Description of the task: In the records below, find the line with "# test: pointer returns one pin per instance of the matterhorn" and the line with "the distant ridge"; return exactly those lines and every line between them.

Saved data entries

☆ ☆ ☆

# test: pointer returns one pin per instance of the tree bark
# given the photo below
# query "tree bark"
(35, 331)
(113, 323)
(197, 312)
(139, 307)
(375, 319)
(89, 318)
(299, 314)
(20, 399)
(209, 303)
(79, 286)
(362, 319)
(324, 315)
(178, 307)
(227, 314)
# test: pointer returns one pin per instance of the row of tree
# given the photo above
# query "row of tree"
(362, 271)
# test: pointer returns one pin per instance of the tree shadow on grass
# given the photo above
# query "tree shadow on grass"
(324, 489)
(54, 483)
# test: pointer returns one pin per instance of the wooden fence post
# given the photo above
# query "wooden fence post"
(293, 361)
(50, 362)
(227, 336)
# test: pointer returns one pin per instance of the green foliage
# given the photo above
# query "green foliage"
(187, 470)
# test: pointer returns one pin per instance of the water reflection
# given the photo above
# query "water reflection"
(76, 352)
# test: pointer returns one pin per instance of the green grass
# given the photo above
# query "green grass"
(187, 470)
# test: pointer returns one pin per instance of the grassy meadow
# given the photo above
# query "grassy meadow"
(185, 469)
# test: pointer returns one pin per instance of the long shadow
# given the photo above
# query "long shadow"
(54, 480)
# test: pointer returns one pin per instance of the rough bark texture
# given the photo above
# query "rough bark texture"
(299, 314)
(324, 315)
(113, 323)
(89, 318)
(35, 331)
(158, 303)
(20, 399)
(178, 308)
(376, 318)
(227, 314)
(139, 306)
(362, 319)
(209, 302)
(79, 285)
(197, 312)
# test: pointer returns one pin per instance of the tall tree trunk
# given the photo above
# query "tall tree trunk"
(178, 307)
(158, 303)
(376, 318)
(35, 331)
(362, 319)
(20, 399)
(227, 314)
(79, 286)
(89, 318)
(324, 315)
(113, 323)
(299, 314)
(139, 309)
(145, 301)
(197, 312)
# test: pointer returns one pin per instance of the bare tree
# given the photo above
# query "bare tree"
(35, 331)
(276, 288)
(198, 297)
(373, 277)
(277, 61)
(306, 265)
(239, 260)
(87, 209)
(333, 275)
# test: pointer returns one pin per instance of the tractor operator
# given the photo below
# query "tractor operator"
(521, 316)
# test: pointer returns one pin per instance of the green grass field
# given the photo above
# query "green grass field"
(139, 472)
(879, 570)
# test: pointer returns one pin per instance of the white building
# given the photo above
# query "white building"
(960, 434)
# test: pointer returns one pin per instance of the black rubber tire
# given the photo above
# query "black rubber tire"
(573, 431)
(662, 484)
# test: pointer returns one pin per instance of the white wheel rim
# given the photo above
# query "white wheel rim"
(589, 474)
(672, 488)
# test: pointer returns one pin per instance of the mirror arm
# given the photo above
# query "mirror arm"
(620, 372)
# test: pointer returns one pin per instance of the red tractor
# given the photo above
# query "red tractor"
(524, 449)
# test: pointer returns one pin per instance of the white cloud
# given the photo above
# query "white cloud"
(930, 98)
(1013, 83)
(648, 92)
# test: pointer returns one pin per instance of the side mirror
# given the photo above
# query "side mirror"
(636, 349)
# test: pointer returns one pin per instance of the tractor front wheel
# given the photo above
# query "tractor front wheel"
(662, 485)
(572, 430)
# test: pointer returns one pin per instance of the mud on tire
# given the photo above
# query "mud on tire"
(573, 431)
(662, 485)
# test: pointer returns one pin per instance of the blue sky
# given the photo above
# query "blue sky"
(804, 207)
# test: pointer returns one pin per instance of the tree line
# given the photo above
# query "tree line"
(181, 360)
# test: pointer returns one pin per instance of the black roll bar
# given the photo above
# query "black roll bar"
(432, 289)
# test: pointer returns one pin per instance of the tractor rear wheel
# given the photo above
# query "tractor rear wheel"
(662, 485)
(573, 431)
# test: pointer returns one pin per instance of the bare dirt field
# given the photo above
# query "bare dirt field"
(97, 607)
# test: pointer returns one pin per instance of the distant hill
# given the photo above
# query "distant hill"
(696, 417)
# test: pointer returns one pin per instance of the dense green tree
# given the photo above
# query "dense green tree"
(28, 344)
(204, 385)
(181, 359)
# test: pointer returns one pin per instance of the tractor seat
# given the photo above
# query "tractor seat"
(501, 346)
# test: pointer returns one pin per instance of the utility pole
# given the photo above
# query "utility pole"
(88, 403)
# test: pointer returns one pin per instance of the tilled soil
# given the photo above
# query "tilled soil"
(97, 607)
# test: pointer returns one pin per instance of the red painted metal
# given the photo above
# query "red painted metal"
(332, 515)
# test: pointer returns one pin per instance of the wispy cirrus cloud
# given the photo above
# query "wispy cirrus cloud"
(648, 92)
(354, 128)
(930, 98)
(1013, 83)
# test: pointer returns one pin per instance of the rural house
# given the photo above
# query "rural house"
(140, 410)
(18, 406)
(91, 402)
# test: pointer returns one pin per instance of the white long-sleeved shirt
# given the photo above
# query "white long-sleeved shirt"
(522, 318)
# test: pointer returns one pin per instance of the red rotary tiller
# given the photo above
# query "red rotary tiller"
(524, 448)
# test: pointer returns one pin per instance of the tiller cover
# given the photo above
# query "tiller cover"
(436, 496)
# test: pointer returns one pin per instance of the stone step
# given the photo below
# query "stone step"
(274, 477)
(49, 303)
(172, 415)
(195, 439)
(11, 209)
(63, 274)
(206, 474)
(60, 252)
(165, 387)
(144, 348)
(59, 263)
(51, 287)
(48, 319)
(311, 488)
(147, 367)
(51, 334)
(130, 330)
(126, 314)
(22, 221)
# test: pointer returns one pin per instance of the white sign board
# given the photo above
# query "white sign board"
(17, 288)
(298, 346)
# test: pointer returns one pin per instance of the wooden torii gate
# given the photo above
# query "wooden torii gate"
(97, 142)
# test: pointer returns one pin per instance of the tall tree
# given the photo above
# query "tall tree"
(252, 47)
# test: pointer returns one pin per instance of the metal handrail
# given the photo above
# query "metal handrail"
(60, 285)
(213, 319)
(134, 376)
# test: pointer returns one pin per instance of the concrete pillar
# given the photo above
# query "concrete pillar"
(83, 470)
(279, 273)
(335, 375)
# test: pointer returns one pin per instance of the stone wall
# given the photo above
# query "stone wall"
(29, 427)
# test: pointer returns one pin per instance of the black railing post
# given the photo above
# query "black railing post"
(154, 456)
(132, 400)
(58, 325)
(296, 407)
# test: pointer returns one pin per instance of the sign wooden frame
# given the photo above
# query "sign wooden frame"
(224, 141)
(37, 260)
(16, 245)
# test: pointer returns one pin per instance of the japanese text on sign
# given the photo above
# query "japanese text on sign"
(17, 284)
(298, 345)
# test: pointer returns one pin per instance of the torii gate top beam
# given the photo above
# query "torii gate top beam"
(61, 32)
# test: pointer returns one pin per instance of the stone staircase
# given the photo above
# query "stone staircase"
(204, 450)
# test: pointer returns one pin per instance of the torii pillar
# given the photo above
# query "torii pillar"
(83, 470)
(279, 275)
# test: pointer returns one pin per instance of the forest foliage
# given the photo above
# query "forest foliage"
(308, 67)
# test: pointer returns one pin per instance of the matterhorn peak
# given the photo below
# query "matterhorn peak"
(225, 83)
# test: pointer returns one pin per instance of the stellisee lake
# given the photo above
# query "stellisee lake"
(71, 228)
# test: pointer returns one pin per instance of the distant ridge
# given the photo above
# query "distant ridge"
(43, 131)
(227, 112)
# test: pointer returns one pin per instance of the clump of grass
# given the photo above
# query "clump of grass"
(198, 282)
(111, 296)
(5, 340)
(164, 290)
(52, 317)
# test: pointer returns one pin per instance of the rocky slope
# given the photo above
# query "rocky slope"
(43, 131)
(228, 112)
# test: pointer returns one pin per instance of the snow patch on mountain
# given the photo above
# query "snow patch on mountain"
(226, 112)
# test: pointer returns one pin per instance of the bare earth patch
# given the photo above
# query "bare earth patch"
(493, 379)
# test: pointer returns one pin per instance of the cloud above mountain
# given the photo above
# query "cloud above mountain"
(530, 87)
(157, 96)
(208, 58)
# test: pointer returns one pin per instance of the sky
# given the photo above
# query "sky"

☆ ☆ ☆

Your response:
# test: pointer returns one pin per instance of the matterhorn peak
# given the photo below
# query "matterhorn peak"
(225, 83)
# test: pointer returns one pin per instance of the stellisee lake
# given the photo above
# query "stellisee lake"
(71, 228)
# test: pointer returns one pin per instance of the distant ridge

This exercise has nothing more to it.